**Exercise task**
Write the records out again, keeping each line exactly as it is.
**** Extracted entries
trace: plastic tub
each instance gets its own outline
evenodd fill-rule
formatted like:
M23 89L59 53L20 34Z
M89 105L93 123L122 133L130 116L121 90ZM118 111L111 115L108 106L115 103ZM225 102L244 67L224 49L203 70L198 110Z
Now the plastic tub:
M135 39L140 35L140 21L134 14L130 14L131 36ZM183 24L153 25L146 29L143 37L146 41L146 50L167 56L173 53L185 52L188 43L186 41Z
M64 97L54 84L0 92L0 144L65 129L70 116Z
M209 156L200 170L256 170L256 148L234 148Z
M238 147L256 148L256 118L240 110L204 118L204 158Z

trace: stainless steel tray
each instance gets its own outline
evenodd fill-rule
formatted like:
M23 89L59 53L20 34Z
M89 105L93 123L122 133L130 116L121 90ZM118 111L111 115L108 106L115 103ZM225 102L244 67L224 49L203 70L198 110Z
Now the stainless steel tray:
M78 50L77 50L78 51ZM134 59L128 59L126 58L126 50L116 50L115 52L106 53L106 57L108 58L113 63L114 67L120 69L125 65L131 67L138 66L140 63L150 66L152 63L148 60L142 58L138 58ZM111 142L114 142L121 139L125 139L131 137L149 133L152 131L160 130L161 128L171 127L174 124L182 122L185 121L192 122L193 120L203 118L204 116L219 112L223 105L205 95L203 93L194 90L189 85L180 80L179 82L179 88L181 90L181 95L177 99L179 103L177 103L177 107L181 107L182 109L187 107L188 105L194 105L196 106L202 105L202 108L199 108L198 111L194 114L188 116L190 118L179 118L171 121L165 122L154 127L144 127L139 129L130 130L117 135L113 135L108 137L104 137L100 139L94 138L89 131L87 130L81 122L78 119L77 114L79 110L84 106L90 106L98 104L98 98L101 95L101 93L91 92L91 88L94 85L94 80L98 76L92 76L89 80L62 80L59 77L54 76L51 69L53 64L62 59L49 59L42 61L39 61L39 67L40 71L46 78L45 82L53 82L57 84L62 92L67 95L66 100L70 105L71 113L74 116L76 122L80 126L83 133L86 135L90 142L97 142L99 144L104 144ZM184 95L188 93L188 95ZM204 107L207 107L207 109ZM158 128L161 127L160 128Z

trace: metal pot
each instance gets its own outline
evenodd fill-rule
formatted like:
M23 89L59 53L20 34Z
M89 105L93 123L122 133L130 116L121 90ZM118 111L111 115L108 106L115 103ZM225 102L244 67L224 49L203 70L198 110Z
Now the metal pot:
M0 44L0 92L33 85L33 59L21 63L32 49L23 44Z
********
**Exercise solution**
trace: plastic tub
each instance gets its own outline
evenodd fill-rule
formatted like:
M23 89L59 53L20 34Z
M89 105L93 123L122 133L130 116L121 90ZM118 111L111 115L108 106L115 103ZM225 102L244 67L224 49L203 70L198 110Z
Now the plastic tub:
M135 39L140 35L140 21L134 14L130 14L131 36ZM183 24L153 25L146 29L143 37L146 41L146 50L167 56L173 53L185 52L188 43L186 41Z
M64 97L54 84L0 92L0 144L65 129L70 116Z
M209 156L200 170L256 170L256 148L234 148Z
M238 147L256 148L256 118L240 110L204 118L204 158Z

trace: stainless steel tray
each instance gets its own outline
evenodd fill-rule
formatted like:
M23 89L59 53L20 34Z
M89 105L93 123L122 133L130 116L121 90ZM118 111L111 115L108 106L115 103ZM225 102L244 67L224 49L203 70L198 110Z
Now the stainless steel tray:
M78 50L77 50L78 51ZM134 59L128 59L126 58L126 50L116 50L115 52L106 53L106 57L108 58L113 63L114 67L120 69L125 65L131 67L138 66L140 63L150 66L152 63L148 60L142 58L138 58ZM111 142L114 142L121 139L125 139L131 137L149 133L152 131L160 130L161 128L171 127L174 124L182 122L185 121L192 122L193 120L203 118L204 116L219 112L223 105L205 95L203 93L194 90L189 85L180 80L179 82L179 88L181 90L181 95L177 99L179 103L177 103L177 107L181 107L182 109L187 107L188 105L194 105L196 106L202 105L202 108L199 108L198 111L194 114L188 116L190 118L179 118L171 121L165 122L154 127L144 127L139 129L130 130L117 135L113 135L108 137L104 137L100 139L94 138L89 131L87 130L81 122L78 119L77 114L79 110L84 106L90 106L98 104L98 98L101 95L101 93L91 92L91 88L94 85L94 80L98 76L92 76L89 80L62 80L59 77L54 76L51 69L53 64L62 59L49 59L42 61L39 61L39 67L40 71L46 78L45 82L53 82L57 84L62 92L67 95L66 100L70 105L71 113L74 116L76 122L80 126L83 133L86 135L90 142L97 142L99 144L104 144ZM184 95L188 93L188 95ZM204 107L207 107L207 109ZM158 128L161 127L160 128Z

trace: metal pot
each instance gets its own outline
evenodd fill-rule
formatted like:
M23 89L59 53L20 34Z
M89 105L93 123L122 133L130 116L121 90ZM118 111L111 115L108 106L115 103ZM225 102L244 67L224 49L203 70L198 110Z
Now the metal pot:
M0 44L0 92L33 85L33 59L21 63L32 49L23 44Z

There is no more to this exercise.